◆ **RICHIESTA ASSEGNATA**
Nel brano sull'Atlante Farnese, a chi e in quale data il mercante Paolo del Bufalo vendette la statua?

◆ **ESTRATTO DELLA PAGINA**
Possiamo solo immaginare lo stupore di Ulisse Aldrovaldi, famoso naturalista e botanico vissuto nel Cinquecento, che per primo descrisse la statua di Atlante che regge il mondo, oggi uno dei pezzi più spettacolari del Museo Archeologico Nazionale di Napoli. Lo studioso bolognese si imbatté nel capolavoro - la più antica raffigurazione della volta celesta - probabilmente in casa di un mercante d'arte, Paolo del Bufalo, che la vendette, il 27 febbraio 1562, al cardinale Alessandro Farnese (1520-1589). Fu a partire da quella data che la scultura entrò a far parte dell'imponente collezione antiquaria della famiglia Farnese, da cui assunse il nome con il quale è ancora oggi universalmente conosciuta: Atlante Farnese. La statua, assieme a tanti altri capolavori d'arte, fu poi trasferita a Napoli in quanto ereditata nel 1787 da Carlo III di Borbone, figlio di Elisabetta Farnese, ultima discendente della famiglia che ne deteneva la proprietà.

◆ **VOCI GREZZE**
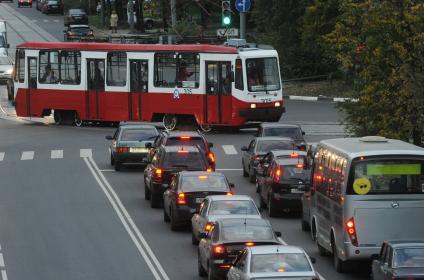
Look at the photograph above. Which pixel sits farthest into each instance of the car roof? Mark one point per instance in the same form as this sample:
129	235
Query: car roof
276	249
232	197
173	149
264	125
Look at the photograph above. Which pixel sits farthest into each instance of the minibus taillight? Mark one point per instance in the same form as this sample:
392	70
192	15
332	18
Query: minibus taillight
351	231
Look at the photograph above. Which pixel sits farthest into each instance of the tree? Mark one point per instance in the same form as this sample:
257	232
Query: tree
380	43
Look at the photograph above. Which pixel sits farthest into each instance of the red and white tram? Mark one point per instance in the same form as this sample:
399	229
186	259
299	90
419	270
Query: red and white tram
213	85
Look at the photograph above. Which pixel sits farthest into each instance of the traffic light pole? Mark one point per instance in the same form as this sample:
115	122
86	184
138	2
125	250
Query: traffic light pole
242	25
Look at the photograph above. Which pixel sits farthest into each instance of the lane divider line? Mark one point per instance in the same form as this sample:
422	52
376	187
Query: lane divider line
128	223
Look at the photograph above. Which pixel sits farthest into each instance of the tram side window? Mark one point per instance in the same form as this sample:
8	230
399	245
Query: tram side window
238	83
48	67
70	67
20	65
116	69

◆ **RISULTATO ATTESO**
Al cardinale Alessandro Farnese, il 27 febbraio 1562.